### Objective
Count how many lines in the records below contain the string "marker", matching case exactly, and give only that number.

### Records to use
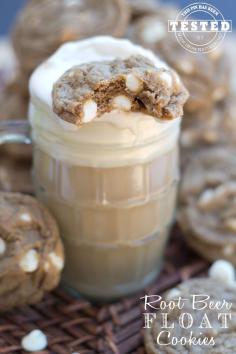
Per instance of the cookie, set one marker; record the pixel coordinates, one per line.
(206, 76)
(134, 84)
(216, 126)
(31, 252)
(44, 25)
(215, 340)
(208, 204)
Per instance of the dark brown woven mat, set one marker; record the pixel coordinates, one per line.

* * *

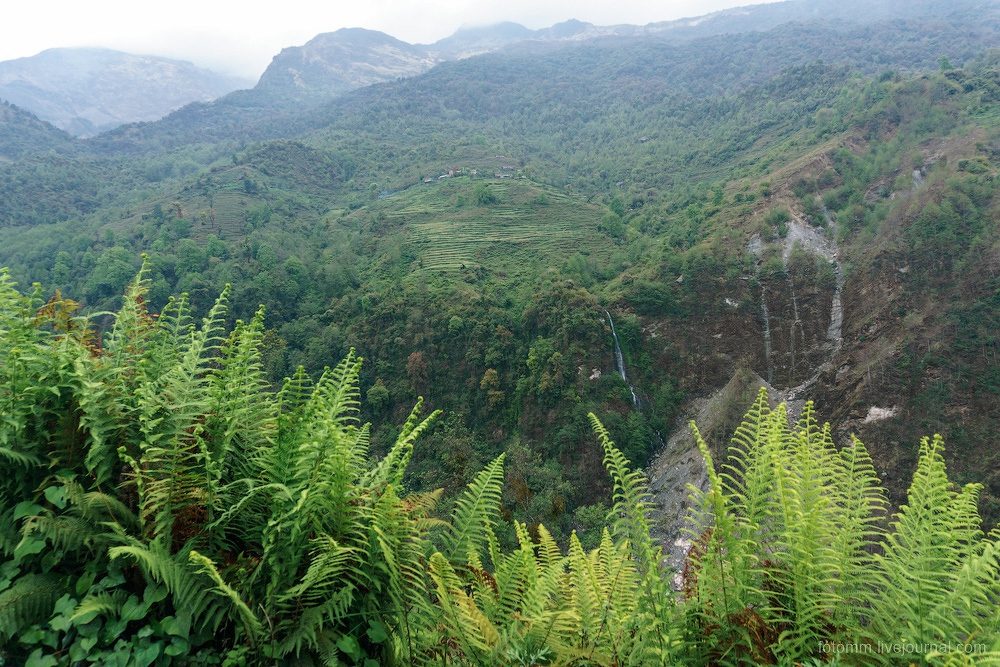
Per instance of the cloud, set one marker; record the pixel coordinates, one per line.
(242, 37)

### Task answer
3